- [INSTRUCTIONS FOR THE TASK] In the listing below, please print the line that contains "point: the orange background, center" and every line that follows it, exactly.

_ _ _ _

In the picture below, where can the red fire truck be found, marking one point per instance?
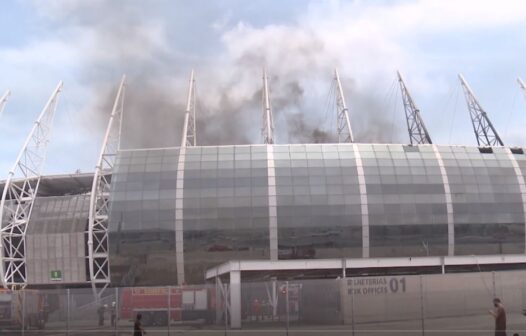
(188, 304)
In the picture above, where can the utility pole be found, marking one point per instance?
(485, 132)
(418, 133)
(189, 130)
(267, 132)
(522, 85)
(344, 129)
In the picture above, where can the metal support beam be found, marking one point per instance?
(415, 124)
(344, 123)
(484, 131)
(3, 101)
(18, 197)
(267, 132)
(98, 244)
(189, 131)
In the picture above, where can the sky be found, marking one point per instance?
(90, 44)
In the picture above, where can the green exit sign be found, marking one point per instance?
(56, 275)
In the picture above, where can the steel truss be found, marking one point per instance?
(522, 85)
(344, 122)
(189, 130)
(484, 131)
(18, 197)
(98, 244)
(267, 131)
(415, 124)
(3, 101)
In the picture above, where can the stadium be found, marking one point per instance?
(199, 214)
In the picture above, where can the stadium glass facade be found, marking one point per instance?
(306, 202)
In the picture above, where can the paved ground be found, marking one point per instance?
(465, 326)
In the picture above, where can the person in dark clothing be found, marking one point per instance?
(138, 330)
(499, 313)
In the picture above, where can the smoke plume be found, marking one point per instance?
(124, 37)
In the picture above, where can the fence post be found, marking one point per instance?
(68, 310)
(494, 286)
(352, 304)
(287, 303)
(422, 315)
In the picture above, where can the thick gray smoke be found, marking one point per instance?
(123, 37)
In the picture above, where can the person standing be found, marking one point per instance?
(138, 330)
(499, 313)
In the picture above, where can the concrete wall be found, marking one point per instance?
(51, 252)
(398, 298)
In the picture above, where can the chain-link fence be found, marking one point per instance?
(437, 304)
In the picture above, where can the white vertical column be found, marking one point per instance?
(272, 204)
(449, 204)
(235, 299)
(522, 186)
(179, 240)
(363, 202)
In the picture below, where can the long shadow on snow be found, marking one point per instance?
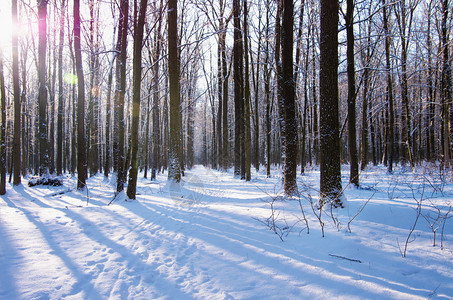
(241, 240)
(131, 260)
(94, 234)
(8, 288)
(87, 287)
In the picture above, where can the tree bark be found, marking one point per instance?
(174, 159)
(16, 90)
(60, 92)
(390, 145)
(288, 95)
(2, 129)
(119, 95)
(247, 100)
(352, 135)
(238, 92)
(139, 23)
(328, 88)
(42, 89)
(81, 138)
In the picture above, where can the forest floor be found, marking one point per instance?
(213, 237)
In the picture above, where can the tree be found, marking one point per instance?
(139, 23)
(238, 92)
(352, 136)
(174, 160)
(16, 90)
(60, 92)
(247, 100)
(328, 89)
(118, 147)
(288, 95)
(2, 129)
(446, 88)
(156, 122)
(42, 89)
(81, 139)
(389, 93)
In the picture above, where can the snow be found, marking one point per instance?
(208, 238)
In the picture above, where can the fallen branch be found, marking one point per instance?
(342, 257)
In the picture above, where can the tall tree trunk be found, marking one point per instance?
(60, 92)
(225, 76)
(174, 159)
(2, 129)
(42, 89)
(156, 121)
(247, 100)
(352, 136)
(267, 96)
(81, 139)
(93, 111)
(107, 119)
(139, 23)
(430, 145)
(390, 145)
(238, 91)
(16, 84)
(119, 95)
(256, 81)
(288, 95)
(328, 88)
(446, 87)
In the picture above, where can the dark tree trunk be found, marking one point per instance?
(238, 92)
(81, 139)
(139, 23)
(390, 145)
(446, 87)
(328, 88)
(42, 89)
(352, 135)
(16, 86)
(247, 100)
(119, 95)
(267, 96)
(60, 92)
(288, 95)
(174, 159)
(107, 119)
(2, 129)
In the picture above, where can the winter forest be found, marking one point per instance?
(296, 144)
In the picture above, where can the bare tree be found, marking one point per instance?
(118, 147)
(60, 91)
(352, 135)
(16, 90)
(238, 92)
(81, 138)
(2, 129)
(288, 95)
(42, 89)
(174, 159)
(328, 88)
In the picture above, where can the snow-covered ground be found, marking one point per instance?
(211, 238)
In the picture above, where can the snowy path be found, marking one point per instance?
(202, 240)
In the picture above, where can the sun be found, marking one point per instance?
(7, 27)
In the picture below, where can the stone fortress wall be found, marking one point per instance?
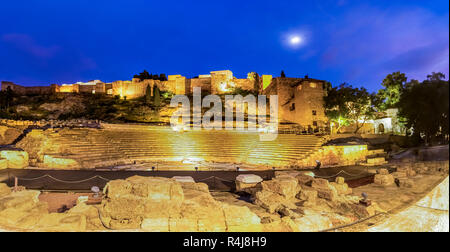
(300, 100)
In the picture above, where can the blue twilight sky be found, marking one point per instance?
(353, 41)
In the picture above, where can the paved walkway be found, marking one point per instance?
(430, 214)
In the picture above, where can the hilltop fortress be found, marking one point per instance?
(300, 100)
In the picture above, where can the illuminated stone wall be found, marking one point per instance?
(337, 155)
(73, 88)
(221, 81)
(299, 100)
(28, 90)
(266, 80)
(204, 83)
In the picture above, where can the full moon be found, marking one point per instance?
(296, 40)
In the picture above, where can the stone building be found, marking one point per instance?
(300, 100)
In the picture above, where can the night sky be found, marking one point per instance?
(358, 42)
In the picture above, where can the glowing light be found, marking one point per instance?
(296, 40)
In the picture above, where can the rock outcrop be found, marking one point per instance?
(162, 204)
(15, 159)
(384, 178)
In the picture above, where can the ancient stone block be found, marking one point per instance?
(270, 201)
(62, 222)
(184, 179)
(312, 223)
(366, 211)
(342, 189)
(3, 164)
(404, 182)
(245, 182)
(195, 186)
(285, 186)
(304, 179)
(327, 193)
(340, 180)
(385, 180)
(383, 171)
(15, 159)
(20, 201)
(308, 196)
(4, 190)
(320, 183)
(93, 221)
(241, 219)
(60, 163)
(155, 224)
(399, 174)
(249, 178)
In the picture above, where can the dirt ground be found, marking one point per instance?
(57, 200)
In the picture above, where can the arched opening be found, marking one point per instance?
(380, 128)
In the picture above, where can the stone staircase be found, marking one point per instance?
(125, 144)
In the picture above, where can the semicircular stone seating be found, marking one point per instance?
(120, 144)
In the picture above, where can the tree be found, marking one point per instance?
(425, 107)
(9, 96)
(345, 105)
(389, 96)
(162, 77)
(156, 97)
(148, 94)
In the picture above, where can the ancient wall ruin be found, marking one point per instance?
(299, 101)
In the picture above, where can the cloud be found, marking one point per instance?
(366, 41)
(27, 44)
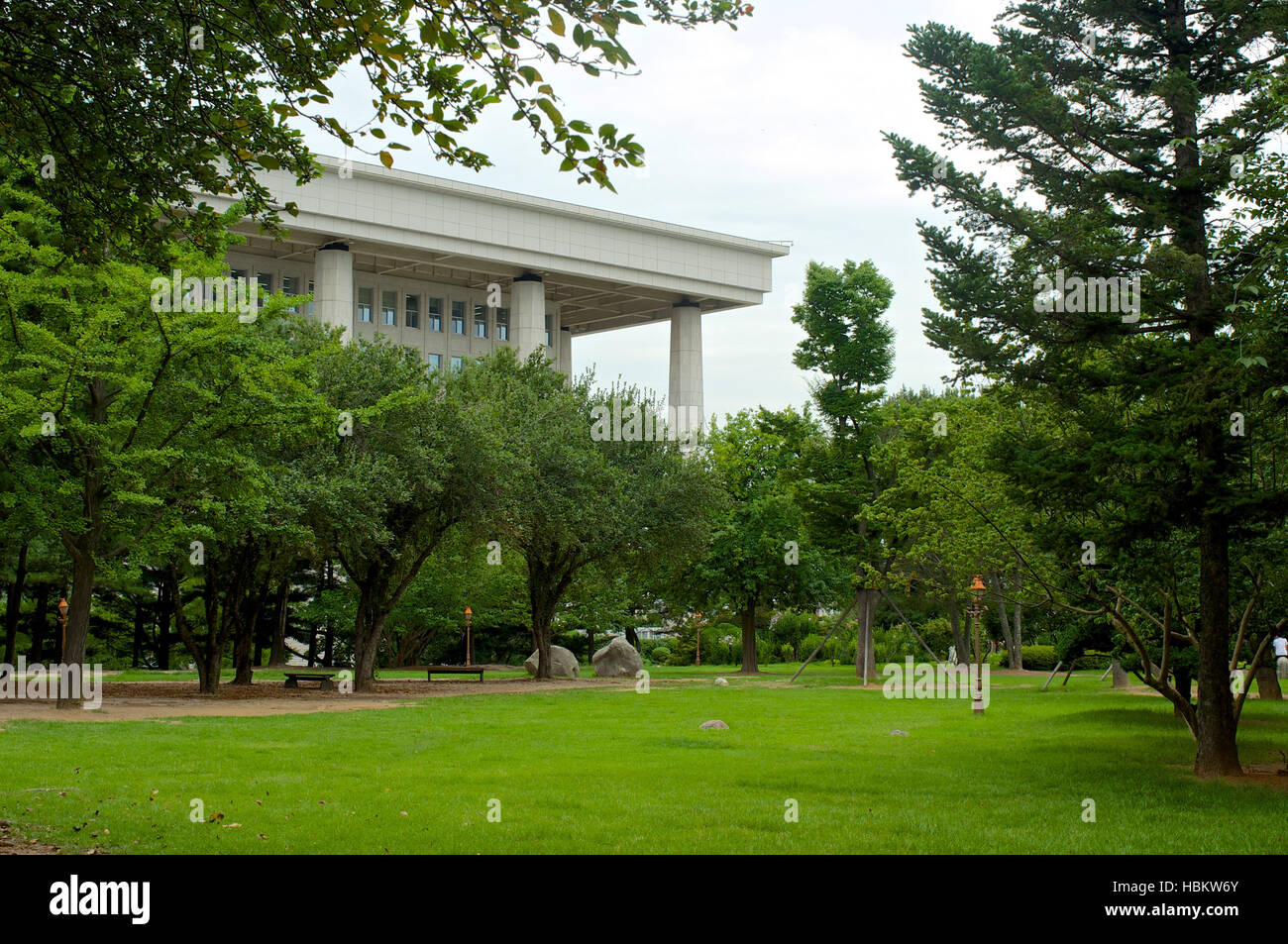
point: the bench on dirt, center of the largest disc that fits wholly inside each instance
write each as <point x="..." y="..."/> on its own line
<point x="454" y="670"/>
<point x="294" y="679"/>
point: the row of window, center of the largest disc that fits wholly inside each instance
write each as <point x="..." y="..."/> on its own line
<point x="436" y="362"/>
<point x="433" y="313"/>
<point x="291" y="284"/>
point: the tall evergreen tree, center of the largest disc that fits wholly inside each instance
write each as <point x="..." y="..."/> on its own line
<point x="1125" y="125"/>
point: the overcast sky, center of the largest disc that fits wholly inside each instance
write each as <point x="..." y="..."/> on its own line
<point x="771" y="133"/>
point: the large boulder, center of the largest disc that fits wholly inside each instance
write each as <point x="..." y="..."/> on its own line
<point x="616" y="660"/>
<point x="563" y="664"/>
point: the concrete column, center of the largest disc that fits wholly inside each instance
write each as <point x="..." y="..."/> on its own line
<point x="686" y="386"/>
<point x="333" y="286"/>
<point x="528" y="314"/>
<point x="566" y="351"/>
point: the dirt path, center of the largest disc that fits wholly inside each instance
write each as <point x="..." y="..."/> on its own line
<point x="12" y="844"/>
<point x="127" y="700"/>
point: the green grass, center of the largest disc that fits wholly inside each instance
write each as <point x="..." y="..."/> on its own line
<point x="609" y="771"/>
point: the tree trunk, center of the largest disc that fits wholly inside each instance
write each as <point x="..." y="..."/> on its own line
<point x="244" y="642"/>
<point x="1185" y="686"/>
<point x="1120" y="675"/>
<point x="1218" y="751"/>
<point x="864" y="648"/>
<point x="277" y="652"/>
<point x="954" y="620"/>
<point x="747" y="618"/>
<point x="165" y="612"/>
<point x="13" y="607"/>
<point x="140" y="634"/>
<point x="1018" y="622"/>
<point x="75" y="635"/>
<point x="369" y="630"/>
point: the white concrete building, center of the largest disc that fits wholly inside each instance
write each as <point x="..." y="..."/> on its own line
<point x="420" y="259"/>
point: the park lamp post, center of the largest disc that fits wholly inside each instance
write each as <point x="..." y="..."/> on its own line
<point x="62" y="627"/>
<point x="975" y="610"/>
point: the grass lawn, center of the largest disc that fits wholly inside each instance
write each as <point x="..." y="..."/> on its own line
<point x="609" y="771"/>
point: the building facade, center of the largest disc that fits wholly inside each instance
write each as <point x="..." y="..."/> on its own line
<point x="456" y="269"/>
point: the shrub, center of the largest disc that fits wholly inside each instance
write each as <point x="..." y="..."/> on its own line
<point x="938" y="634"/>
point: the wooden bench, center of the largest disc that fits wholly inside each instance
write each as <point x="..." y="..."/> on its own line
<point x="294" y="679"/>
<point x="454" y="670"/>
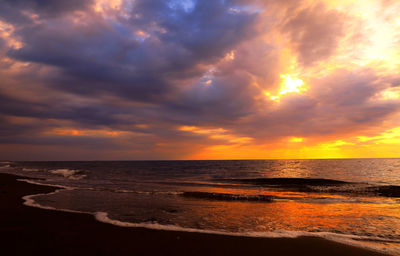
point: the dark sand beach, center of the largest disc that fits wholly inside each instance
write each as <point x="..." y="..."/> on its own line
<point x="32" y="231"/>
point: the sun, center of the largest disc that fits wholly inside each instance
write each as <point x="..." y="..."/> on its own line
<point x="289" y="84"/>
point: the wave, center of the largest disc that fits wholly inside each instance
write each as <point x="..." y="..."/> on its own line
<point x="292" y="181"/>
<point x="69" y="174"/>
<point x="228" y="197"/>
<point x="323" y="186"/>
<point x="354" y="240"/>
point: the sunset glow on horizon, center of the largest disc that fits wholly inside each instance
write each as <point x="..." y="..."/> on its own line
<point x="191" y="79"/>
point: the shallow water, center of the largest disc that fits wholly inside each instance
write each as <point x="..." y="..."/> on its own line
<point x="355" y="201"/>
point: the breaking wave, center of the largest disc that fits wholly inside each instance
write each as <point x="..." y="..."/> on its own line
<point x="228" y="197"/>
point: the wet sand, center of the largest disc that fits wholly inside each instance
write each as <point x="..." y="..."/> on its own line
<point x="32" y="231"/>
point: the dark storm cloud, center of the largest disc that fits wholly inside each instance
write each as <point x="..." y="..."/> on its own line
<point x="18" y="11"/>
<point x="109" y="56"/>
<point x="149" y="67"/>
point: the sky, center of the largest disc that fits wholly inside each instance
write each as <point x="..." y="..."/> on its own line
<point x="199" y="79"/>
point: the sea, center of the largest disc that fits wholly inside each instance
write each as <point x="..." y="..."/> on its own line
<point x="351" y="201"/>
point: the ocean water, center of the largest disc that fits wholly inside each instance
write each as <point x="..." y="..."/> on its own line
<point x="353" y="201"/>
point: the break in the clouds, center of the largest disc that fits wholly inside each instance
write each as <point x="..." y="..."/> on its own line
<point x="187" y="79"/>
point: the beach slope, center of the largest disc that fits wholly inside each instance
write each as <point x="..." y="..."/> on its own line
<point x="32" y="231"/>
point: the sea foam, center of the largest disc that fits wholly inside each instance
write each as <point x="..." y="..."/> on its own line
<point x="69" y="174"/>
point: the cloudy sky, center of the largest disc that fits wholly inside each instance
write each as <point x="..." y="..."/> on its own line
<point x="199" y="79"/>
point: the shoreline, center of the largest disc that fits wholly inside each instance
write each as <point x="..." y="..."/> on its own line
<point x="34" y="231"/>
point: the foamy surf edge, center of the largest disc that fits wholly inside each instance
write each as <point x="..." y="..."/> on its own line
<point x="103" y="217"/>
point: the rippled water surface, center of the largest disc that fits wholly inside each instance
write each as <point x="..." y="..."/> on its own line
<point x="356" y="201"/>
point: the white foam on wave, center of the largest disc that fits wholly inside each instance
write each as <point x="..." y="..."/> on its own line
<point x="352" y="240"/>
<point x="69" y="174"/>
<point x="30" y="170"/>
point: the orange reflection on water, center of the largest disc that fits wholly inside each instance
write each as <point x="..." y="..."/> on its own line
<point x="314" y="213"/>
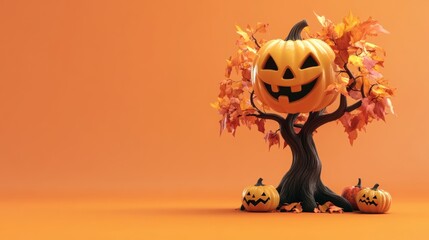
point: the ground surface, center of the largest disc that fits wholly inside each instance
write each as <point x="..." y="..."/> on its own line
<point x="141" y="218"/>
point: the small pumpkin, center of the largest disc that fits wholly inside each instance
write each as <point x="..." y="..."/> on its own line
<point x="291" y="75"/>
<point x="373" y="200"/>
<point x="350" y="193"/>
<point x="260" y="197"/>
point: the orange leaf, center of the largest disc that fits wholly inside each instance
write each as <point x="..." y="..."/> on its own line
<point x="292" y="207"/>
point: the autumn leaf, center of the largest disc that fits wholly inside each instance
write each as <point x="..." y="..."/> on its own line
<point x="273" y="138"/>
<point x="328" y="207"/>
<point x="363" y="81"/>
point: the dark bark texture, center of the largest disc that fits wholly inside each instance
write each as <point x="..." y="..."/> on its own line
<point x="302" y="183"/>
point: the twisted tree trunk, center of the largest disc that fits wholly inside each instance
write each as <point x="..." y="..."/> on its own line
<point x="302" y="182"/>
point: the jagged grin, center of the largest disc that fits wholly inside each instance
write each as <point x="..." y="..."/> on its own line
<point x="256" y="202"/>
<point x="368" y="202"/>
<point x="287" y="91"/>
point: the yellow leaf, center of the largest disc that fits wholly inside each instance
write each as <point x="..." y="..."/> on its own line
<point x="350" y="22"/>
<point x="356" y="60"/>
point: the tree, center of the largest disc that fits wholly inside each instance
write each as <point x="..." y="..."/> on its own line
<point x="358" y="79"/>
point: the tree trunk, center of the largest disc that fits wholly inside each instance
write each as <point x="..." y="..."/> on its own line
<point x="302" y="182"/>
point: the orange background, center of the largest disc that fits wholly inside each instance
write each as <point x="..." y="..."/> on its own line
<point x="110" y="100"/>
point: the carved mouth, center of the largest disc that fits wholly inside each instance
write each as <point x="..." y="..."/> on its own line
<point x="368" y="202"/>
<point x="256" y="202"/>
<point x="287" y="91"/>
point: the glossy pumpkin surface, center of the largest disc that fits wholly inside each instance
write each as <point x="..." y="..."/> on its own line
<point x="291" y="75"/>
<point x="260" y="197"/>
<point x="373" y="200"/>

_ _ _ _

- [TASK RESULT]
point: the orange background, center of the largest disc that fits wholly inside each instance
write each as <point x="..." y="..."/> on its own line
<point x="110" y="100"/>
point: the carved mouth, center of the largest disc that fits wholly inside each instance
write each as <point x="..." y="..."/> on its own line
<point x="368" y="202"/>
<point x="256" y="202"/>
<point x="287" y="91"/>
point: the glossy pumpkin surface, center of the largest disc that fits wholly inside each instance
write each as <point x="..." y="..."/> on its own line
<point x="291" y="75"/>
<point x="260" y="197"/>
<point x="373" y="200"/>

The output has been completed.